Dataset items
┄┄┄┄┄┄

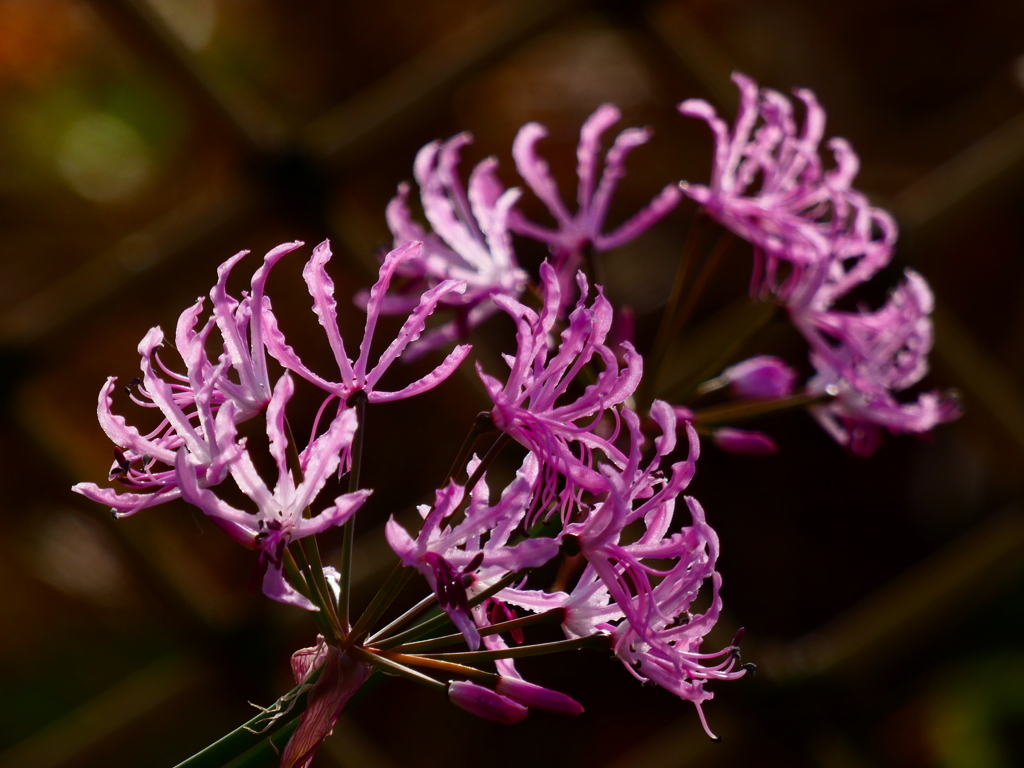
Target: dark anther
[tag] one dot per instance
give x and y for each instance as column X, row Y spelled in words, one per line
column 123, row 464
column 570, row 545
column 356, row 398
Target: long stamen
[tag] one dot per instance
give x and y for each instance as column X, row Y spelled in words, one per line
column 358, row 400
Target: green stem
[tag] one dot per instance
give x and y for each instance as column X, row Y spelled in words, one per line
column 393, row 585
column 442, row 665
column 267, row 752
column 430, row 625
column 300, row 576
column 729, row 413
column 556, row 615
column 591, row 641
column 403, row 619
column 249, row 734
column 681, row 391
column 665, row 330
column 358, row 401
column 700, row 282
column 393, row 668
column 311, row 550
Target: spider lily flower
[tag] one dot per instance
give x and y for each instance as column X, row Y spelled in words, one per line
column 531, row 407
column 642, row 592
column 482, row 701
column 339, row 679
column 769, row 186
column 763, row 376
column 357, row 376
column 866, row 357
column 743, row 441
column 201, row 407
column 593, row 197
column 470, row 242
column 280, row 518
column 457, row 557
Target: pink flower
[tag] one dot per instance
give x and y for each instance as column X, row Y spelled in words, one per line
column 470, row 242
column 641, row 589
column 356, row 375
column 862, row 357
column 475, row 552
column 763, row 376
column 201, row 407
column 593, row 197
column 340, row 678
column 770, row 187
column 280, row 517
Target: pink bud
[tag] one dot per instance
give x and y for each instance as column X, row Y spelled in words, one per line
column 763, row 376
column 538, row 697
column 484, row 702
column 684, row 416
column 743, row 441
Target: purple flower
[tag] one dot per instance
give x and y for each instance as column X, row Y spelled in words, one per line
column 474, row 552
column 862, row 357
column 200, row 407
column 339, row 679
column 280, row 516
column 593, row 197
column 470, row 242
column 641, row 589
column 743, row 441
column 769, row 186
column 763, row 376
column 485, row 704
column 354, row 374
column 532, row 406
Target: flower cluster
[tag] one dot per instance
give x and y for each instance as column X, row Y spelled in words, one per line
column 815, row 239
column 601, row 460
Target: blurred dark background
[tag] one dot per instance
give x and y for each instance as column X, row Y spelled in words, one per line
column 143, row 141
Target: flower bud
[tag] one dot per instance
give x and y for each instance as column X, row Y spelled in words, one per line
column 484, row 702
column 763, row 376
column 538, row 697
column 743, row 441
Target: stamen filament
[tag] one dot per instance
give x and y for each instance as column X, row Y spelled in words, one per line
column 439, row 621
column 358, row 400
column 555, row 615
column 599, row 640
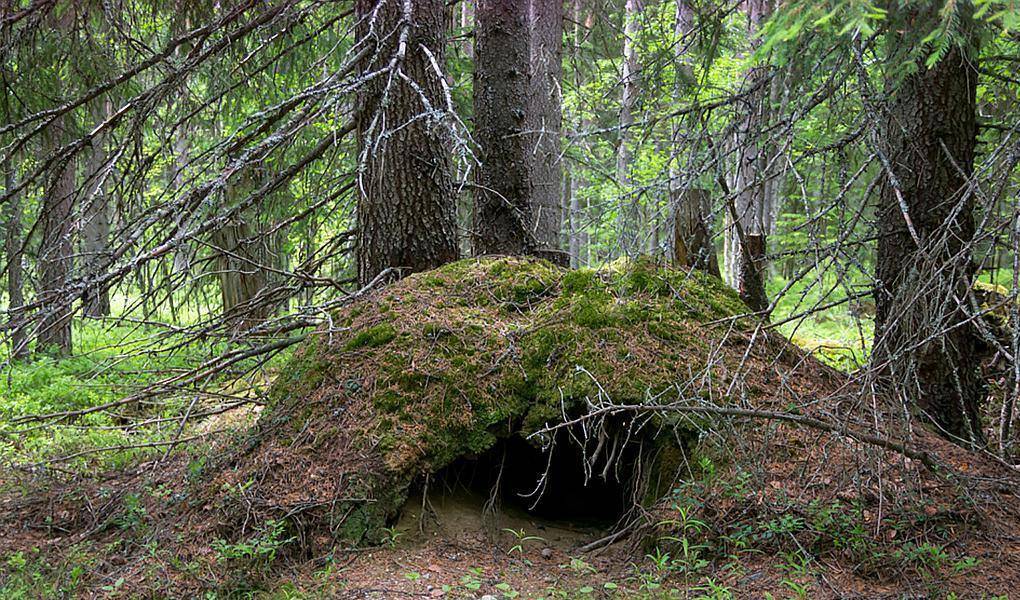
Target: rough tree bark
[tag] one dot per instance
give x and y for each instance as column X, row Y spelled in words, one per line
column 55, row 251
column 517, row 118
column 923, row 341
column 96, row 219
column 242, row 279
column 628, row 213
column 749, row 219
column 407, row 205
column 692, row 206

┄┄┄┄┄┄

WHAT TO WORK ON – Reproduce every one of the entries above word for word, but leave out the pictures.

EXERCISE RESPONSE –
Target: dark anther
[tag] one dot per instance
give x and y for each instance as column X, row Y spelled in words, one per line
column 123, row 464
column 570, row 545
column 356, row 398
Target: long stamen
[tag] one dot per instance
give x and y for each instance as column X, row Y spelled in words, one per line
column 358, row 400
Target: green stem
[tag] one dot per instance
give x and y for each instance as column X, row Y spelled in words, one per line
column 393, row 585
column 442, row 665
column 267, row 752
column 430, row 625
column 300, row 576
column 729, row 413
column 556, row 615
column 591, row 641
column 403, row 619
column 249, row 734
column 681, row 391
column 665, row 330
column 358, row 401
column 700, row 282
column 393, row 668
column 311, row 550
Target: spider lily flower
[tag] one dot per instance
give x and y for each instance as column X, row Y spelled in words, one per line
column 531, row 407
column 642, row 592
column 482, row 701
column 339, row 679
column 769, row 186
column 763, row 376
column 357, row 376
column 866, row 357
column 743, row 441
column 201, row 407
column 593, row 197
column 470, row 242
column 280, row 518
column 457, row 557
Target: pink flower
[tag] one dot per instance
give x and y for each instance as column X, row Y spelled in words, one per line
column 470, row 242
column 641, row 589
column 356, row 375
column 862, row 357
column 475, row 552
column 763, row 376
column 201, row 407
column 593, row 197
column 340, row 678
column 770, row 187
column 280, row 517
Target: pink bud
[tag] one dot per instance
give x and y for each instance as column X, row Y spelled in words, one per line
column 763, row 376
column 538, row 697
column 484, row 702
column 684, row 416
column 743, row 441
Target: purple flower
[tag] one dot per instance
give x and y for each instance as column X, row Y spelled in words, one per line
column 474, row 552
column 862, row 357
column 200, row 407
column 339, row 679
column 280, row 516
column 593, row 197
column 470, row 242
column 641, row 589
column 743, row 441
column 769, row 186
column 763, row 376
column 485, row 704
column 354, row 374
column 532, row 406
Target: flower cluster
[tag] one dot per instance
give x and y for each instance as column X, row Y spelled in words, one per line
column 815, row 239
column 601, row 460
Target: blurred dark background
[tag] one dot per instance
give x and y for each instance as column X, row Y spelled in words, one per line
column 143, row 141
Target: flower bud
[tag] one dot per instance
give x and y for each instance as column X, row Y spelled in words, one per line
column 484, row 702
column 763, row 376
column 538, row 697
column 743, row 441
Target: stamen filament
[tag] one dot per instance
give x and y for each instance as column X, row Y spelled in words, one per line
column 439, row 621
column 358, row 400
column 555, row 615
column 599, row 640
Target: rough tree bark
[tag] one dot per instance
give x and y for each instance as column X, row Y spelled in words, one per line
column 55, row 251
column 517, row 118
column 923, row 341
column 96, row 219
column 242, row 279
column 628, row 213
column 749, row 219
column 407, row 205
column 692, row 206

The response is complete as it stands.